▶ RECORDS SUPPLIED

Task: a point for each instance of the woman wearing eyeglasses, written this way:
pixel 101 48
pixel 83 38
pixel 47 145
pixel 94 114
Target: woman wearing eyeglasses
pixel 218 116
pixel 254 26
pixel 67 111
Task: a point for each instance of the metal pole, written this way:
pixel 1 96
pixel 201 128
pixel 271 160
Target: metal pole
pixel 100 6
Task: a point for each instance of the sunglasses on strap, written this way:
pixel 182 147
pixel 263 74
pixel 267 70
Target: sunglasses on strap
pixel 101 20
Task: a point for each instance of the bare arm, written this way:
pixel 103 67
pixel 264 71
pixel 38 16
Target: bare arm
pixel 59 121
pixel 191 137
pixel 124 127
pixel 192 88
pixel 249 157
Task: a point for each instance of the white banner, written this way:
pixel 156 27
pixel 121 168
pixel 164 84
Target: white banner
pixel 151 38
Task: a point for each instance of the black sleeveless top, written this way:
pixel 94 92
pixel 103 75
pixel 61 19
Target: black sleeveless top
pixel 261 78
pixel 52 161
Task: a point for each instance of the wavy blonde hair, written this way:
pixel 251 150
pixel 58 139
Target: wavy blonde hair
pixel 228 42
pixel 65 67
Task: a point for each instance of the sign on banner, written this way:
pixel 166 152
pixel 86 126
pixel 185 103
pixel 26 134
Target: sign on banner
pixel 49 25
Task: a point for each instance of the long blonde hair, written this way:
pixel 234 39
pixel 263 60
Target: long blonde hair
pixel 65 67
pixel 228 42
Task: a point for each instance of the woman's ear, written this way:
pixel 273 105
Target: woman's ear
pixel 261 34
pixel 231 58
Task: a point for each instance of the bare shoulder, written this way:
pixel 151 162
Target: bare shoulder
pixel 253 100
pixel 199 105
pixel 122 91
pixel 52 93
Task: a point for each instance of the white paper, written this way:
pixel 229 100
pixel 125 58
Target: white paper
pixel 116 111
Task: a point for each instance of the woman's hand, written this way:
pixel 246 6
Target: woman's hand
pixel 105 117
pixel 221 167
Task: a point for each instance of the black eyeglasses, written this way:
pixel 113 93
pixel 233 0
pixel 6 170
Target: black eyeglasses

▶ TASK ITEM
The first line of the records begins the span, and the line containing "pixel 38 16" ends it. Reproduce that span exactly, both ends included.

▶ RESULT
Task: a point for each instance of the woman wearing eyeglasses, written this way:
pixel 101 48
pixel 83 38
pixel 47 145
pixel 94 114
Target: woman wearing eyeglasses
pixel 218 116
pixel 254 26
pixel 67 111
Task: a point for each instance of the metal pole, written this way:
pixel 1 96
pixel 201 128
pixel 271 160
Target: metal pole
pixel 100 6
Task: a point for each instance of the sunglasses on strap, written this way:
pixel 182 147
pixel 263 74
pixel 267 70
Target: sunglasses on strap
pixel 101 20
Task: a point for each instance of the bare arm, written this way:
pixel 103 67
pixel 264 71
pixel 38 16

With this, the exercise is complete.